▶ **Instructions for the task**: In the plot summary, which organization does Carter return much of his pay to?
======== Selected extract ========
Carter's manager resorts to shady dealing to suppress the story, even bribing the original witness to change his statements. The new commissioner of football appointed by the U.S. Congress works toward legitimizing pro football by formalizing the game's rules and taking away its improvisational antics. He also attempts to clear the Carter controversy.

Public opinion turns against Lexie and Dodge interrupts a private hearing in the commissioner's office and threatens Carter with a confrontation by his old army comrades. Carter confesses the truth and the commissioner frees Lexie from printing a retraction. Carter modifies his story and returns much of his pay to the American Legion. Carter's conniving manager is banned from football and Dodge is warned that if he pulls any old tricks to win the next game, he will lose his place in the league.
======== Data supplied ========
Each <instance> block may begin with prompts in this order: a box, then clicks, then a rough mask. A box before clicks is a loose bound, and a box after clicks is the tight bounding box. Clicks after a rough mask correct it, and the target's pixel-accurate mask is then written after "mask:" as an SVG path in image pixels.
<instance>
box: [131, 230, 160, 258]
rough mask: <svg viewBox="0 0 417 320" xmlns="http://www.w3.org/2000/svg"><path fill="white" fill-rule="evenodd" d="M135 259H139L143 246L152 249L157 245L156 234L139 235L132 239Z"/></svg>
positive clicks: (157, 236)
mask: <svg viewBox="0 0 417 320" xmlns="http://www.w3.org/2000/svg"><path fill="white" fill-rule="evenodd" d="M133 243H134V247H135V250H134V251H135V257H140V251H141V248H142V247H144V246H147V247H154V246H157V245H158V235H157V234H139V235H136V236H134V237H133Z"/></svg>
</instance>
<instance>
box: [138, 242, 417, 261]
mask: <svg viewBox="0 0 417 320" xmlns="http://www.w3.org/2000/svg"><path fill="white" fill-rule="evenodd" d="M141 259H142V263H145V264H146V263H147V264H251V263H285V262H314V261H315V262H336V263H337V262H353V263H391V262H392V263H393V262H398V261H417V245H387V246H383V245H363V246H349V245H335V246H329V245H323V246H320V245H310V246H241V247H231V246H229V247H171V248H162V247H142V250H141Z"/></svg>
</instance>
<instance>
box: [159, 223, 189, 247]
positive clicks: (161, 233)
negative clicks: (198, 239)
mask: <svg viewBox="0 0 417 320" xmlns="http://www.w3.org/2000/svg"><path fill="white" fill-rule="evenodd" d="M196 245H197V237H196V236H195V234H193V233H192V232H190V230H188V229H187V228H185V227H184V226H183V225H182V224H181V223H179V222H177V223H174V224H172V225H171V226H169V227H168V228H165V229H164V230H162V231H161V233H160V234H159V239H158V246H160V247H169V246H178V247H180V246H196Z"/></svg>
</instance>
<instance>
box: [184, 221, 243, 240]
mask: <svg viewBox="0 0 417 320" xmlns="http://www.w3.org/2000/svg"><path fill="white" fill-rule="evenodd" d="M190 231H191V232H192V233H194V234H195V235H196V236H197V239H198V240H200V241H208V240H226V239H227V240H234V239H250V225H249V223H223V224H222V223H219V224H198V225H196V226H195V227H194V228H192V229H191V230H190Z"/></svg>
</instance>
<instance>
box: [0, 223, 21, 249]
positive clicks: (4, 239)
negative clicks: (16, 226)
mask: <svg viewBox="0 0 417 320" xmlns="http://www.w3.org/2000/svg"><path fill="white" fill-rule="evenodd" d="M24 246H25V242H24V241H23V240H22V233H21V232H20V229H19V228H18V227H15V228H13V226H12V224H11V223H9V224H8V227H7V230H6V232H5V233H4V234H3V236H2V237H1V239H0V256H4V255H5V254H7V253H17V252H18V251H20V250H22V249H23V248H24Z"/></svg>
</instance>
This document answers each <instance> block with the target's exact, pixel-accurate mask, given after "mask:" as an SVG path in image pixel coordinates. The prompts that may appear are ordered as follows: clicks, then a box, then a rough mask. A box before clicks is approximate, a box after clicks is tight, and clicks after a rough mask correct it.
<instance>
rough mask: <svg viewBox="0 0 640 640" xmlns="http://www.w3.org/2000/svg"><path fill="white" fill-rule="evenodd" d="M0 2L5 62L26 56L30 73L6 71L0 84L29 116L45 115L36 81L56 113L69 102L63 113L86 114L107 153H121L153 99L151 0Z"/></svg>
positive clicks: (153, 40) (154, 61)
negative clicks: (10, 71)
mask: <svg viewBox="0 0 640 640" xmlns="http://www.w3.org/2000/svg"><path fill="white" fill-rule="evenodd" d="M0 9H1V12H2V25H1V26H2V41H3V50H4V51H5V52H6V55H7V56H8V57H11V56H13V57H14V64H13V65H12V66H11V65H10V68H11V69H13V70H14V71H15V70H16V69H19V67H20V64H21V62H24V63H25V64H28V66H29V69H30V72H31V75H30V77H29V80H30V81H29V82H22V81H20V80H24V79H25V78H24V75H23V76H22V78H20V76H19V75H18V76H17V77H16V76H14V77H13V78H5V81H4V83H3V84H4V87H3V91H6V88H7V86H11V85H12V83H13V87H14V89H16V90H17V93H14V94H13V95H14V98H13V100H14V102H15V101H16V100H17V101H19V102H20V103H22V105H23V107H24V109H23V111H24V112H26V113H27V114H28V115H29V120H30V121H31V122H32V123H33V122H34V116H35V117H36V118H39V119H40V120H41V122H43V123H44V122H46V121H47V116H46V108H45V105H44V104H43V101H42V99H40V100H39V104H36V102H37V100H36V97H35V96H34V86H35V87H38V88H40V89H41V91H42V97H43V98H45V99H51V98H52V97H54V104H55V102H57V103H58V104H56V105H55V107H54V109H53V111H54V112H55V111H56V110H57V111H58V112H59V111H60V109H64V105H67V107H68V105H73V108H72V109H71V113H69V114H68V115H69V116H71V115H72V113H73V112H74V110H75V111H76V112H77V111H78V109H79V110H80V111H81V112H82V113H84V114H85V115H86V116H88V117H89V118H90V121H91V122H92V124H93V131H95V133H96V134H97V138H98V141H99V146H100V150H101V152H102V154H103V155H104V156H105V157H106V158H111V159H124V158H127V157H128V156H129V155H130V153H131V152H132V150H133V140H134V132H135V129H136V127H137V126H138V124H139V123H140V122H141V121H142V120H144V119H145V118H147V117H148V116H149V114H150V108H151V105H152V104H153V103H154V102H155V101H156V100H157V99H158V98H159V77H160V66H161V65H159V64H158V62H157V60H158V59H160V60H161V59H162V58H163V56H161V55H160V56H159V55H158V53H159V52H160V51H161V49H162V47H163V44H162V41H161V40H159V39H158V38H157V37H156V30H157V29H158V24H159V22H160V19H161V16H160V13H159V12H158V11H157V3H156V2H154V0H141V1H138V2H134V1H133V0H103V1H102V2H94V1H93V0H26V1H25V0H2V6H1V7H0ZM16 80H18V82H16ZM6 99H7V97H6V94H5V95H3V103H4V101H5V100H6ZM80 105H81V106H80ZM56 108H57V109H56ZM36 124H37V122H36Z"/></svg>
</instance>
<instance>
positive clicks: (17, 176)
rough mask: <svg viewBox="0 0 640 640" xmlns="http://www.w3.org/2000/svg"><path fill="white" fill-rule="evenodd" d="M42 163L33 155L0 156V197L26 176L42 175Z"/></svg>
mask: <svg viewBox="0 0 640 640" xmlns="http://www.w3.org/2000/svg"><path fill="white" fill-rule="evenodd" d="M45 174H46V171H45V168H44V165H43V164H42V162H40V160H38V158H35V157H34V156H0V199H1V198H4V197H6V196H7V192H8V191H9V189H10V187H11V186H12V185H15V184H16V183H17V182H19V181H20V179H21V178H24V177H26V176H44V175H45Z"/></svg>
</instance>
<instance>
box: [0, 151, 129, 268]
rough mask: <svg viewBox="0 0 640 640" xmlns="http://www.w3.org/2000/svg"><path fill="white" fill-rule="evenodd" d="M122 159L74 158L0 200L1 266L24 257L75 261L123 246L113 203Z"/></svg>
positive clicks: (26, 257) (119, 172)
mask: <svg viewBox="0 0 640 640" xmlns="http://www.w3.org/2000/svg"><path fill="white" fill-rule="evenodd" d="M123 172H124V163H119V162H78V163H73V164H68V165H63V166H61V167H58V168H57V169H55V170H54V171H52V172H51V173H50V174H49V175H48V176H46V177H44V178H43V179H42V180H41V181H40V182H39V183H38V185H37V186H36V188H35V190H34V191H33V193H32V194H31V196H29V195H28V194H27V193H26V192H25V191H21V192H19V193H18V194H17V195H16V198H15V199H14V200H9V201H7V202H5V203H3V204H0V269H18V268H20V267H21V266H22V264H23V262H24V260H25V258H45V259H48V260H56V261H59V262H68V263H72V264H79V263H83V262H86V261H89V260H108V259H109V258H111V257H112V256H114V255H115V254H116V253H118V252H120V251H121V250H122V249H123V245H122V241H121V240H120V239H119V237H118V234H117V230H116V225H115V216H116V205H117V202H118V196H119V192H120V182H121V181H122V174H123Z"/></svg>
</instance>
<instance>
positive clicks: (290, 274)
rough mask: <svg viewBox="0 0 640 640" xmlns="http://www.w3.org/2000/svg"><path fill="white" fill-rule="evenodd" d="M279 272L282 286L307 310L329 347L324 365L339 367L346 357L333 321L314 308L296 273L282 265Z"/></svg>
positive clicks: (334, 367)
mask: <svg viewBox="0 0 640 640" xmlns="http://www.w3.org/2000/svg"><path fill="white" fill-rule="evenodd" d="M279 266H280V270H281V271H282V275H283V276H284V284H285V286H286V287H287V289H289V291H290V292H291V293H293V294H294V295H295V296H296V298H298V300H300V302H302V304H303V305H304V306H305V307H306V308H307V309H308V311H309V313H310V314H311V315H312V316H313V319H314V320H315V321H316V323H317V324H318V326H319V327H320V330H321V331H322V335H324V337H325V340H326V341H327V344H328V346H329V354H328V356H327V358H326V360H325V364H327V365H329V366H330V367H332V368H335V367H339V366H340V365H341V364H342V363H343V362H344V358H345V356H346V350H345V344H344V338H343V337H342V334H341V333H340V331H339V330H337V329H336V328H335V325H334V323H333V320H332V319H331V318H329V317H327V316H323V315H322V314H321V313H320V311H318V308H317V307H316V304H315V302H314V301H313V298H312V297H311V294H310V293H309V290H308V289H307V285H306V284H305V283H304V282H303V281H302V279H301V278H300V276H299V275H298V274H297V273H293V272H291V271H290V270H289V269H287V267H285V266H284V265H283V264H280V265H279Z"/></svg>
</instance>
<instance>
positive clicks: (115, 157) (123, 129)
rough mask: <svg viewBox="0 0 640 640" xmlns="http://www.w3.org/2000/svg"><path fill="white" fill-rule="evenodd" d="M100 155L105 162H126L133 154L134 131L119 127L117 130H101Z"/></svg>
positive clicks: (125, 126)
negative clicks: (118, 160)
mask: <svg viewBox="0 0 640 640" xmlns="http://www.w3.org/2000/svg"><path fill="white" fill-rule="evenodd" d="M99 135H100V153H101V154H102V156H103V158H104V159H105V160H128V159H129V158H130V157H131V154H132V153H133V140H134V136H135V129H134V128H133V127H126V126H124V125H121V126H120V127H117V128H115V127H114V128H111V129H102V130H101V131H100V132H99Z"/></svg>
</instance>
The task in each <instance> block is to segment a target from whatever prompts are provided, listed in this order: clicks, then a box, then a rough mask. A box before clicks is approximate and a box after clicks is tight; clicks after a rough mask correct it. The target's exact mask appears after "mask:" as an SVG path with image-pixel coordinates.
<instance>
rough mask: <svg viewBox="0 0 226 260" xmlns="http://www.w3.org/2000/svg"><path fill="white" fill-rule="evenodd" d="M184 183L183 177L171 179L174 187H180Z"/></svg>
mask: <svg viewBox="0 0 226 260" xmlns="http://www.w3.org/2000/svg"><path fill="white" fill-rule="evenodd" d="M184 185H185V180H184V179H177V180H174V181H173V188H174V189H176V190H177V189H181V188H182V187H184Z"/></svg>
========
▶ **Expected output**: The American Legion.